_Work to do_
Carry none of the pictures over; set down the material below exactly.
— START OF Information shown —
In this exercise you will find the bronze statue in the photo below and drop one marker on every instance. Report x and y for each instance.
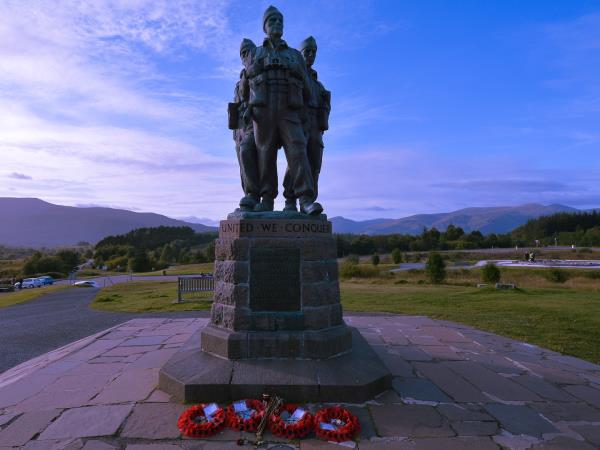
(318, 107)
(278, 93)
(243, 132)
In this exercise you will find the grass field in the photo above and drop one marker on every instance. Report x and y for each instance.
(187, 269)
(147, 296)
(25, 295)
(562, 319)
(560, 316)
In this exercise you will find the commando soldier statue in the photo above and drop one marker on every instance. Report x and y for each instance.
(279, 86)
(318, 107)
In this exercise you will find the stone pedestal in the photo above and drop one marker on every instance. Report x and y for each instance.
(276, 321)
(276, 290)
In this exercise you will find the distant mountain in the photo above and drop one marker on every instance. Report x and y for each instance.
(31, 222)
(201, 220)
(501, 219)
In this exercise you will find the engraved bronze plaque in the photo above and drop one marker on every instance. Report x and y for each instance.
(275, 279)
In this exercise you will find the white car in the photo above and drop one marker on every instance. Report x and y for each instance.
(29, 283)
(86, 283)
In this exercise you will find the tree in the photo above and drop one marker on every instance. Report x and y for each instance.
(166, 255)
(435, 268)
(139, 262)
(375, 259)
(396, 256)
(491, 273)
(210, 251)
(69, 259)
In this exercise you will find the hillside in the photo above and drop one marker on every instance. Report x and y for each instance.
(30, 222)
(488, 220)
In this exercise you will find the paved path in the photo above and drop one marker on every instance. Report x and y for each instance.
(454, 387)
(53, 320)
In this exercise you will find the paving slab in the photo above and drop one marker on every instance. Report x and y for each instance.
(100, 420)
(153, 421)
(459, 443)
(409, 421)
(586, 393)
(404, 444)
(475, 428)
(451, 383)
(419, 389)
(490, 382)
(455, 387)
(543, 388)
(590, 432)
(563, 443)
(131, 386)
(519, 419)
(19, 432)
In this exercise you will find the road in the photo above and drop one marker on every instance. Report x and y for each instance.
(115, 279)
(30, 329)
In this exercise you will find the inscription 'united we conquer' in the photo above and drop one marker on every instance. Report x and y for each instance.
(274, 227)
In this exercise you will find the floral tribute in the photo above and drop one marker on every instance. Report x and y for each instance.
(245, 415)
(291, 422)
(336, 424)
(202, 420)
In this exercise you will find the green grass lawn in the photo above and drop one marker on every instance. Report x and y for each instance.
(147, 296)
(562, 319)
(25, 295)
(186, 269)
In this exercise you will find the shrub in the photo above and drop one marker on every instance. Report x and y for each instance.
(557, 275)
(592, 274)
(352, 259)
(375, 259)
(396, 256)
(491, 273)
(350, 270)
(435, 268)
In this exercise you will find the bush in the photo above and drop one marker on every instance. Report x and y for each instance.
(375, 259)
(396, 256)
(352, 259)
(435, 268)
(491, 273)
(592, 274)
(557, 275)
(349, 270)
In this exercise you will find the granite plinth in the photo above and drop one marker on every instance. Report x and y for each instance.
(276, 289)
(192, 375)
(304, 344)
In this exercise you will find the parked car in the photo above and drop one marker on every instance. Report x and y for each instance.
— END OF Information shown —
_Reply to the task_
In this exercise you will find the bronze statue in the photo below and drop one marker on every instance. Report x and y for each instance.
(318, 107)
(278, 93)
(243, 132)
In this exercise you will find the grass field in the photo above and drop one marker on every instance. Report x and y for each instance.
(187, 269)
(147, 296)
(25, 295)
(562, 319)
(560, 316)
In this exercise you will find the commando soldier statue in the photo above and drop one marker on every instance. Report x and y for each instance.
(279, 86)
(318, 107)
In this exercise you will find the stone pedestal in the photo above and drop one marker on every instance. Report x and y for each instance.
(276, 321)
(276, 290)
In this exercise you will find the distant mountain in the photo above and drop one marker on every instance. Report x and y for each instance.
(31, 222)
(201, 220)
(501, 219)
In this exercise you will find the engraved bronze plaque in the photo above and drop one marker on every instance. Report x and y for each instance.
(275, 279)
In this exercise you will find the white car in the photo above and drop one marker on every instance. Report x and y for each instance.
(29, 283)
(86, 283)
In this exercise you will find the tree in the photo above and drop one marker on every instance. Report x and y for each instance.
(166, 255)
(435, 268)
(139, 262)
(375, 259)
(396, 256)
(491, 273)
(210, 251)
(69, 259)
In this exercise you will find the hillside in the photo above and drop one marker on every instance. Report x and y for each instance.
(30, 222)
(488, 220)
In this exercise you will find the paved path in the photo above and drop one marker on every instance. Report x and y for each instance.
(454, 387)
(53, 320)
In this exercise you will find the paving slab in the photo above and drop one marker on every instance. Report x and y for each instance.
(100, 420)
(153, 421)
(459, 443)
(409, 421)
(586, 393)
(404, 444)
(475, 428)
(451, 383)
(419, 389)
(490, 382)
(455, 387)
(543, 388)
(590, 432)
(563, 443)
(131, 386)
(519, 419)
(19, 432)
In this exercise you will find the road in the photo above and drop one marker on every instance. Report x and y for each instance.
(115, 279)
(30, 329)
In this exercise you will find the inscription 'united we conquer' in the photo above and drop one marker on every instance. Report x and y for each instance.
(274, 227)
In this exercise you will find the floral tribute in the photo above and drop one marker on every instance. Report x and y for each instance.
(245, 415)
(291, 422)
(336, 424)
(202, 420)
In this exercise you will find the green grass lawn in the photo above and drop one marker on every instance. Report x and y for each instance.
(147, 296)
(562, 319)
(25, 295)
(186, 269)
In this exercise you will find the shrub in the photo above and drop one marker on every instance. Report x and y for each instance.
(557, 275)
(592, 274)
(352, 259)
(375, 259)
(396, 256)
(491, 273)
(350, 270)
(435, 268)
In this exercise you will find the bush in the photo above and drop one marker on every instance. Report x and y for each instance.
(375, 259)
(396, 256)
(352, 259)
(435, 268)
(491, 273)
(592, 274)
(557, 275)
(349, 270)
In this exercise you will find the granite plinth in the photo above and drop one marker on every instance. Report x and y for each instance.
(276, 289)
(192, 375)
(304, 344)
In this exercise you will find the parked car in the photo above and drop one marker on every instance. Report x and y for each instance.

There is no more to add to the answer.